(Records for the exercise begins)
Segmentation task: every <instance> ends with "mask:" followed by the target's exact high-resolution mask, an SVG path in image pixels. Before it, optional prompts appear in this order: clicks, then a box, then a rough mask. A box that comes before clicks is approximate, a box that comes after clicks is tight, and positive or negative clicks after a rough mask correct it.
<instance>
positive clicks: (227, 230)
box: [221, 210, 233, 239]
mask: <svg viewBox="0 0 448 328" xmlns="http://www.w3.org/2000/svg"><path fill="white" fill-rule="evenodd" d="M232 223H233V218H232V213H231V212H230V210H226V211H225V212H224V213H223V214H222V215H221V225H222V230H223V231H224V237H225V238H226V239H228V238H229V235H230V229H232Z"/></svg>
(Records for the exercise ends)
» **Problem description**
The lines needed are those in the data above that hold the string "clicks"; copy each of them.

» **Written response**
Segmentation task: every <instance> ends with "mask:" followed by the target's exact high-resolution mask, an SVG path in image pixels. Before it, optional prompts appear in this order: clicks, then a box, then a rough mask. A box that comes before clicks is approximate, a box that comes after clicks is tight, and positive or negative clicks after a rough mask correct it.
positive clicks: (227, 230)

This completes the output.